(Collected data)
* begin *

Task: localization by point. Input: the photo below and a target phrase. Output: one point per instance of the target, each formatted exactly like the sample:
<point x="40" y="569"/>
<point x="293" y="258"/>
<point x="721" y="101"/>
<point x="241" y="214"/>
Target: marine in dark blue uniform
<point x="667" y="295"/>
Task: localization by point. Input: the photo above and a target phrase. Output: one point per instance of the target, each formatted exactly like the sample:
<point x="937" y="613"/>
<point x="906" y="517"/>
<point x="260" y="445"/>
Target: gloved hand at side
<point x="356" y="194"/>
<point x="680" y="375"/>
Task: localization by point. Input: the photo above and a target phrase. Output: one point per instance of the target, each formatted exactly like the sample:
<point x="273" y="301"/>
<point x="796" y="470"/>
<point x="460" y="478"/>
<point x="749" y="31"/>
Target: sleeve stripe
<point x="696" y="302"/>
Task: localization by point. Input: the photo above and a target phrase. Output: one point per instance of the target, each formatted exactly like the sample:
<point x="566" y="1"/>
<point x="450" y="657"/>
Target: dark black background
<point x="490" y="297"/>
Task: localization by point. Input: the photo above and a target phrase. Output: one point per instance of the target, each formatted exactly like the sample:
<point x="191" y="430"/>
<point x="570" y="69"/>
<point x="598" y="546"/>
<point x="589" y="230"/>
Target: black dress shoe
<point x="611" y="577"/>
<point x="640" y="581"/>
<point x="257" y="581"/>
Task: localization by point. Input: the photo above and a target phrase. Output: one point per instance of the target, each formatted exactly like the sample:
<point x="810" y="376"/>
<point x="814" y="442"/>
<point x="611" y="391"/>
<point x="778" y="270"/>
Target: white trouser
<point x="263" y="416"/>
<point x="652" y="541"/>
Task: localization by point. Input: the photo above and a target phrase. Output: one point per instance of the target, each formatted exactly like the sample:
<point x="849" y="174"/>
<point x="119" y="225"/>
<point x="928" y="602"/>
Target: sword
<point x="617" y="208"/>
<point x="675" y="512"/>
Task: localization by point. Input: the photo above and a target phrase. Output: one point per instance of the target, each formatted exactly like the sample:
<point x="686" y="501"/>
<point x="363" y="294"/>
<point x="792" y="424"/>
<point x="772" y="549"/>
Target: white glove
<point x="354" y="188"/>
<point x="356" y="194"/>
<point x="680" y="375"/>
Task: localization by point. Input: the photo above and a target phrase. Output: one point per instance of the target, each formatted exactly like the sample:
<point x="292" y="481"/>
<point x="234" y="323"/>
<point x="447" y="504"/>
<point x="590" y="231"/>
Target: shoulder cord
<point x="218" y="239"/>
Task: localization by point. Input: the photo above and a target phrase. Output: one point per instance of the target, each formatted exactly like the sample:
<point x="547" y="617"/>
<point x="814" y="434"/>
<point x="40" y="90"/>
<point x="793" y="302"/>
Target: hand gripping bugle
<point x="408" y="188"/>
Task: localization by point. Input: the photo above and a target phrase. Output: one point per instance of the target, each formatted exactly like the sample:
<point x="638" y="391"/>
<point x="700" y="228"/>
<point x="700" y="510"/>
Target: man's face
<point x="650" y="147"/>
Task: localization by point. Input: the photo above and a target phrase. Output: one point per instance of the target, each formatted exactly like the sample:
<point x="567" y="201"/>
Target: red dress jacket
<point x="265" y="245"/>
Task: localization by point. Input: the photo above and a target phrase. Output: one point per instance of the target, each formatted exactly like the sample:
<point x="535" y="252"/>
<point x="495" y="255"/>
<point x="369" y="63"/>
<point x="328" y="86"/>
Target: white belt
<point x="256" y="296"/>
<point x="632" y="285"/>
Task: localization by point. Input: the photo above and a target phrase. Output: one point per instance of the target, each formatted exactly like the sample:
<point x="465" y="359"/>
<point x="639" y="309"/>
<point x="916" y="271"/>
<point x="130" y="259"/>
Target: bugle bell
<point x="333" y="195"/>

* end *

# Task prompt
Count the rows that contain the string "bugle", treating case as significant, and give only the number.

# Exercise output
2